--- START OF DATA FOR THIS EXERCISE ---

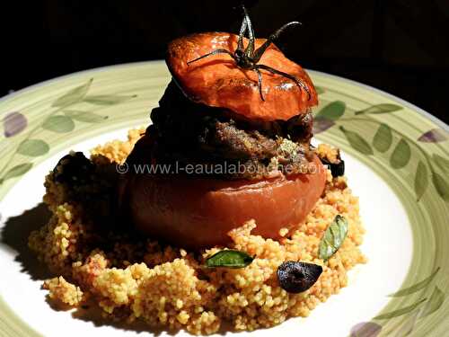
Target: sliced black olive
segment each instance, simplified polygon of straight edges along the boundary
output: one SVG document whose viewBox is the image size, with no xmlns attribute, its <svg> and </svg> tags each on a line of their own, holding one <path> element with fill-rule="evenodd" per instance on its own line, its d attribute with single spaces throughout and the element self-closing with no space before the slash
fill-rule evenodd
<svg viewBox="0 0 449 337">
<path fill-rule="evenodd" d="M 55 180 L 58 182 L 85 184 L 94 171 L 93 164 L 83 152 L 73 152 L 63 156 L 57 164 Z"/>
<path fill-rule="evenodd" d="M 313 286 L 321 272 L 318 264 L 287 261 L 277 267 L 277 280 L 284 290 L 296 294 Z"/>
</svg>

--- END OF DATA FOR THIS EXERCISE ---

◆ **THE PROBLEM**:
Please write out the material word for word, from its start through the line containing "segment each instance, simplified", leaving out the picture.

◆ **RESPONSE**:
Target: sliced black olive
segment each instance, simplified polygon of straight edges along the boundary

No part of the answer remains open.